## Task description
Report every line in the entries below that contains the word "head", copying each such line in full.

(Rows from a box labeling dataset)
===

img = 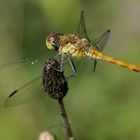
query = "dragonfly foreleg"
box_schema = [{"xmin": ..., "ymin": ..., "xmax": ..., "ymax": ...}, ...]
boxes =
[{"xmin": 67, "ymin": 57, "xmax": 77, "ymax": 78}]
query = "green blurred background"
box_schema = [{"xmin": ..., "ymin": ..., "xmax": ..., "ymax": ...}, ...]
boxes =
[{"xmin": 0, "ymin": 0, "xmax": 140, "ymax": 140}]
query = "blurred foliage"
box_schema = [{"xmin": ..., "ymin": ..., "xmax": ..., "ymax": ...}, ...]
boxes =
[{"xmin": 0, "ymin": 0, "xmax": 140, "ymax": 140}]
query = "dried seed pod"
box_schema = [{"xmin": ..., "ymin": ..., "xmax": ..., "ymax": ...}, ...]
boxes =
[{"xmin": 43, "ymin": 59, "xmax": 68, "ymax": 99}]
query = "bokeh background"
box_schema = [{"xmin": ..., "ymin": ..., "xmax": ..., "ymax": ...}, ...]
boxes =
[{"xmin": 0, "ymin": 0, "xmax": 140, "ymax": 140}]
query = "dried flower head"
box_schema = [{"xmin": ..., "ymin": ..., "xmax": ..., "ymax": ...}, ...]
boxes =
[{"xmin": 43, "ymin": 59, "xmax": 68, "ymax": 99}]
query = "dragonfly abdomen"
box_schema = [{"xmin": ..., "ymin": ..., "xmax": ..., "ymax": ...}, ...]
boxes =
[{"xmin": 86, "ymin": 49, "xmax": 140, "ymax": 72}]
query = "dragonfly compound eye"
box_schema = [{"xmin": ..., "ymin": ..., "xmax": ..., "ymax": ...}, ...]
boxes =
[
  {"xmin": 43, "ymin": 60, "xmax": 68, "ymax": 99},
  {"xmin": 46, "ymin": 32, "xmax": 62, "ymax": 51}
]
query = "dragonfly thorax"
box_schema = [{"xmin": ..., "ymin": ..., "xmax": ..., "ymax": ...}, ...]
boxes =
[{"xmin": 46, "ymin": 32, "xmax": 63, "ymax": 51}]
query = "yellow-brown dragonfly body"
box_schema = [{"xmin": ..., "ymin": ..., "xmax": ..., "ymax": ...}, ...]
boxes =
[
  {"xmin": 46, "ymin": 11, "xmax": 140, "ymax": 75},
  {"xmin": 46, "ymin": 30, "xmax": 140, "ymax": 72}
]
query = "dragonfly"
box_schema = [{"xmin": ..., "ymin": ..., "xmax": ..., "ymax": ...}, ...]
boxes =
[
  {"xmin": 46, "ymin": 11, "xmax": 140, "ymax": 75},
  {"xmin": 0, "ymin": 11, "xmax": 140, "ymax": 107}
]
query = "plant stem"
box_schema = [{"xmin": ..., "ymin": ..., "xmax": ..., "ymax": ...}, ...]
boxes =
[{"xmin": 58, "ymin": 99, "xmax": 74, "ymax": 140}]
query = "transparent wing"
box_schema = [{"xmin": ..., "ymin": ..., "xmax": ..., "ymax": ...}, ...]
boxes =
[
  {"xmin": 77, "ymin": 11, "xmax": 90, "ymax": 42},
  {"xmin": 4, "ymin": 76, "xmax": 43, "ymax": 107},
  {"xmin": 91, "ymin": 29, "xmax": 110, "ymax": 72},
  {"xmin": 91, "ymin": 29, "xmax": 110, "ymax": 51}
]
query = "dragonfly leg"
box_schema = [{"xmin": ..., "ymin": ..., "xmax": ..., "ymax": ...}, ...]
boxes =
[
  {"xmin": 93, "ymin": 59, "xmax": 97, "ymax": 72},
  {"xmin": 60, "ymin": 55, "xmax": 64, "ymax": 71},
  {"xmin": 67, "ymin": 57, "xmax": 77, "ymax": 78}
]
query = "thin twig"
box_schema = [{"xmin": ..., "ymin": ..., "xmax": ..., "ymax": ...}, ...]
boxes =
[{"xmin": 58, "ymin": 99, "xmax": 74, "ymax": 140}]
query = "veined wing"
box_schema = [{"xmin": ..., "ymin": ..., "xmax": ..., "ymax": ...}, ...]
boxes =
[
  {"xmin": 91, "ymin": 29, "xmax": 110, "ymax": 52},
  {"xmin": 90, "ymin": 29, "xmax": 110, "ymax": 72},
  {"xmin": 77, "ymin": 11, "xmax": 90, "ymax": 42},
  {"xmin": 4, "ymin": 76, "xmax": 43, "ymax": 107}
]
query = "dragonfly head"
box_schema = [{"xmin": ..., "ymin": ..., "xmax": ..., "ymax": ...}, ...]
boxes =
[{"xmin": 46, "ymin": 32, "xmax": 62, "ymax": 51}]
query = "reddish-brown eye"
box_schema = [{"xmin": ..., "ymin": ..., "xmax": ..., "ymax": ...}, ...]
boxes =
[
  {"xmin": 47, "ymin": 33, "xmax": 57, "ymax": 42},
  {"xmin": 47, "ymin": 32, "xmax": 63, "ymax": 42}
]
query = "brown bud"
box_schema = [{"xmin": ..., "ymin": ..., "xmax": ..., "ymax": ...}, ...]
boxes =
[{"xmin": 43, "ymin": 59, "xmax": 68, "ymax": 99}]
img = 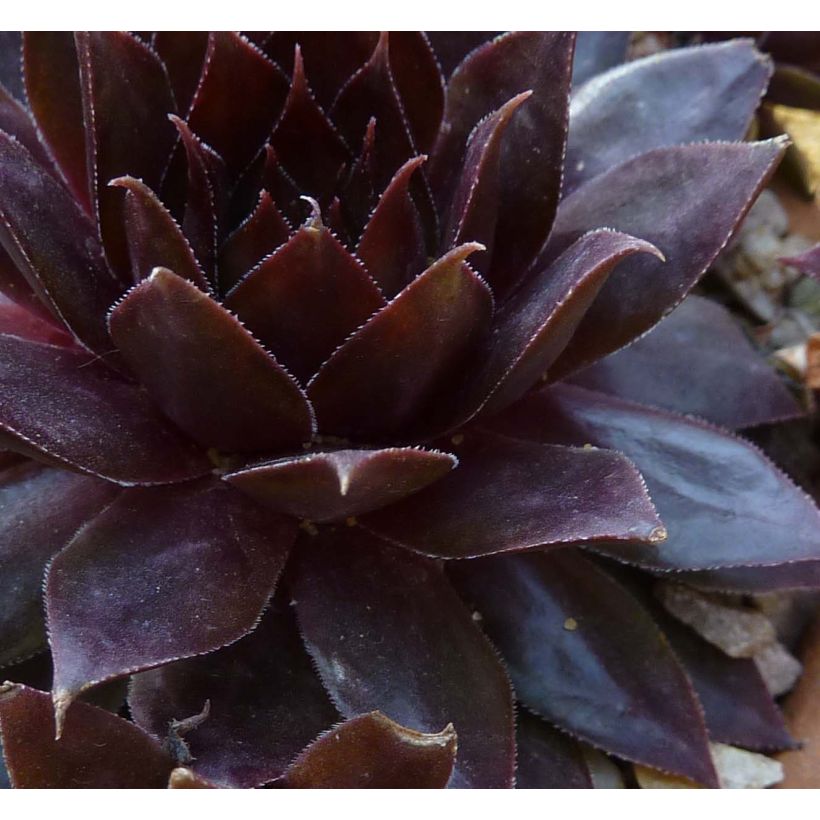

===

## Solution to the exercise
query = "dried flower head"
query = "dragonfly head"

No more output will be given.